Document passage
○ ○ ○ ○
Nothing quite says 4th of July -- and American independence from unreasonable taxation and those intrusive federal regulations -- like a chicken with a beer can stuck up its behind, roasting silently over wood charcoal.
Cynics may call it a political metaphor. But I call it Kass' Beer Can Chicken™.
There is no greater honor for a chef than to have his creation highlighted by the Tribune's Good Eating section. What's even more of an honor -- if possible -- is that the Tribune's savvy wine critic, Bill Daley, took the time to match fine wines with my humble bird in his own Wednesday column.
(But I may have insulted him by suggesting that beer and Dr Pepper are the best beverages for barbecue. Sorry, Bill.)
And those of you with a computer can watch an easy how-to-insert-can-and-cook video crafted by Tribune video master John Owens, in which you'll see how it's done. Just go to chicagotribune.com/beercanchicken.
Actually, I adapted Kass' Beer Can Chicken™ from a technique prized by American Southern rustics, who cook chicken on a beer can with plenty of heavy wood smoke, like hickory or apple wood. But that leaves the chicken looking and tasting like an old shoe.
○ ○ ○ ○
Dataset
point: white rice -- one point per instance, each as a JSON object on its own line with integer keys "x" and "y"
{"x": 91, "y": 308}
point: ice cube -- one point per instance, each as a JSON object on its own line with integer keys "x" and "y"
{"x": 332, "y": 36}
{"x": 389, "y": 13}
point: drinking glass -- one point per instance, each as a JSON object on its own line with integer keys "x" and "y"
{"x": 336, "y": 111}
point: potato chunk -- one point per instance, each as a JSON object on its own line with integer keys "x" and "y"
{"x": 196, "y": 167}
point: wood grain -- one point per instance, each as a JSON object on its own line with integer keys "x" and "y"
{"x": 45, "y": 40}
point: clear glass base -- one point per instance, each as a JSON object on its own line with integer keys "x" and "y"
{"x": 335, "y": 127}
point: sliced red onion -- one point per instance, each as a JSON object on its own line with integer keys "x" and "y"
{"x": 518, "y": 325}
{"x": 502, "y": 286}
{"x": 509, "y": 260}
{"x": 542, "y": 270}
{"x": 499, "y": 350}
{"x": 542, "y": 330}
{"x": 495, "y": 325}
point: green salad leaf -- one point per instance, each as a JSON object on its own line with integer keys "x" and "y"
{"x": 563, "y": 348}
○ ○ ○ ○
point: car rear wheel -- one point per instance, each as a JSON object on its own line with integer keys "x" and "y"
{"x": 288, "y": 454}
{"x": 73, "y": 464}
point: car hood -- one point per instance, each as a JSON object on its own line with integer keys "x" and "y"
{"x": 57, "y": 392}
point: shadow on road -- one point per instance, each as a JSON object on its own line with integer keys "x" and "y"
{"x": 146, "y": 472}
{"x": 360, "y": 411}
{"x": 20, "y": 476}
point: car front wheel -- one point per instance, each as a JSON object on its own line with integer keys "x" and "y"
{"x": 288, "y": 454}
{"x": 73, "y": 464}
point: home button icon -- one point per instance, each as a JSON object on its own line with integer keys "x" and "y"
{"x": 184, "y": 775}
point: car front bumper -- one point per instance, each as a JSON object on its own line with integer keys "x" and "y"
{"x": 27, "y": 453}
○ ○ ○ ○
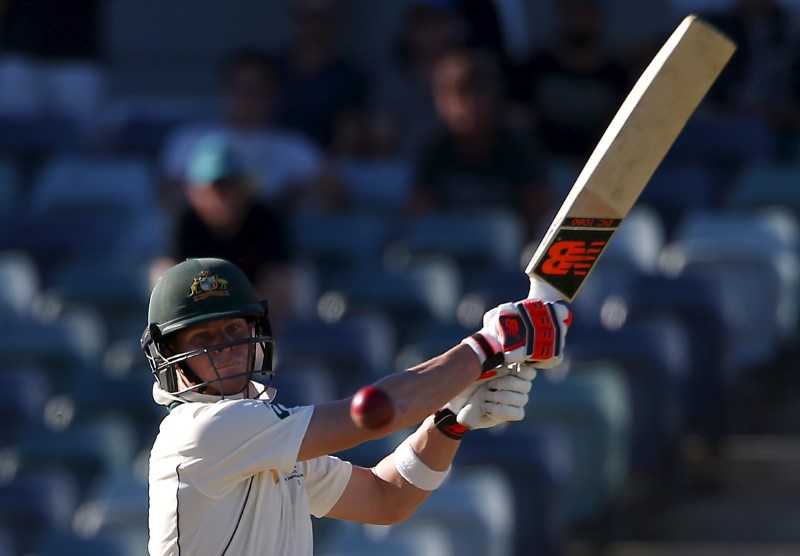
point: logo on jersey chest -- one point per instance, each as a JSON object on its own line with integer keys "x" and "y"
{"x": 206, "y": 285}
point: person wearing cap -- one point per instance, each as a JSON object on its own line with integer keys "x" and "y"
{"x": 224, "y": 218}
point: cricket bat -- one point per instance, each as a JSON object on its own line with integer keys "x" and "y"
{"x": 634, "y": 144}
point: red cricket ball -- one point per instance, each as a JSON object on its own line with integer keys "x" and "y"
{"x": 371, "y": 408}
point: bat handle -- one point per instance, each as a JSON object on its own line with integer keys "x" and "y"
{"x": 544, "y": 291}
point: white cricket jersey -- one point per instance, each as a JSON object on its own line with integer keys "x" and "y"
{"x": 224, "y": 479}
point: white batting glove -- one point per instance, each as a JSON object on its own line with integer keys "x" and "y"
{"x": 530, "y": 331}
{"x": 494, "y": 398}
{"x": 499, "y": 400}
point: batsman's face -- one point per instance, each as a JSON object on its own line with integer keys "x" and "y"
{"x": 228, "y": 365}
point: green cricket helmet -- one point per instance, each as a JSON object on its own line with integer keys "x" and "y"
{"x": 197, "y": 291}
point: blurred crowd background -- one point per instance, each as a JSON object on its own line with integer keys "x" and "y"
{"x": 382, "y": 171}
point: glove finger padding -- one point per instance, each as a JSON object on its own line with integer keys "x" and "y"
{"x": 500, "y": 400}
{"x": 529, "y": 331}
○ ○ ○ ○
Apply what you read
#1 Retype the beer can chicken column word for word, starting at "(But I may have" and ending at "an old shoe.".
#2 Write the next part of the beer can chicken column, picking up after its final sentence.

Results by task
#1
(But I may have insulted him by suggesting that beer and Dr Pepper are the best beverages for barbecue. Sorry, Bill.)
And those of you with a computer can watch an easy how-to-insert-can-and-cook video crafted by Tribune video master John Owens, in which you'll see how it's done. Just go to chicagotribune.com/beercanchicken.
Actually, I adapted Kass' Beer Can Chicken™ from a technique prized by American Southern rustics, who cook chicken on a beer can with plenty of heavy wood smoke, like hickory or apple wood. But that leaves the chicken looking and tasting like an old shoe.

#2
Chicken is too delicate for smoking. So I removed the wood chunks and added lemon, oregano, salt and pepper and various secret Mediterranean spices, like Cavender's Greek Seasoning, which is made in Arkansas.
Not a week goes by that some anxious reader doesn't call or write in abject barbecue panic: "Please! Help! We've moved, and somehow, I lost your Beer Can Chicken recipe! Would you please send me a copy?"
If it's not an anguished cry for my recipe, it's a tip from outraged readers telling me that Williams-Sonoma or some other fancy-pants outfit is selling yet another ridiculously overpriced beer can chicken gadget, from which I receive not one thin dime.
Here's what you do: Fire up your computer, watch the video, read Good Eating and Daley. Then fire up your charcoal grill on the indirect method with a temperature of 260 to 300 degrees. Close the underneath vents by half when the coals are ready.
And don't forget to finish this column. Like any egomaniacal chef, I've held back an important feature. Today, I give it freely to loyal readers who haven't yet skipped over to Daley's column for the wine pairings.
A hoofta (an ancient Greek measurement) is the best way to apply spices for Beer Can Chicken or any other dish.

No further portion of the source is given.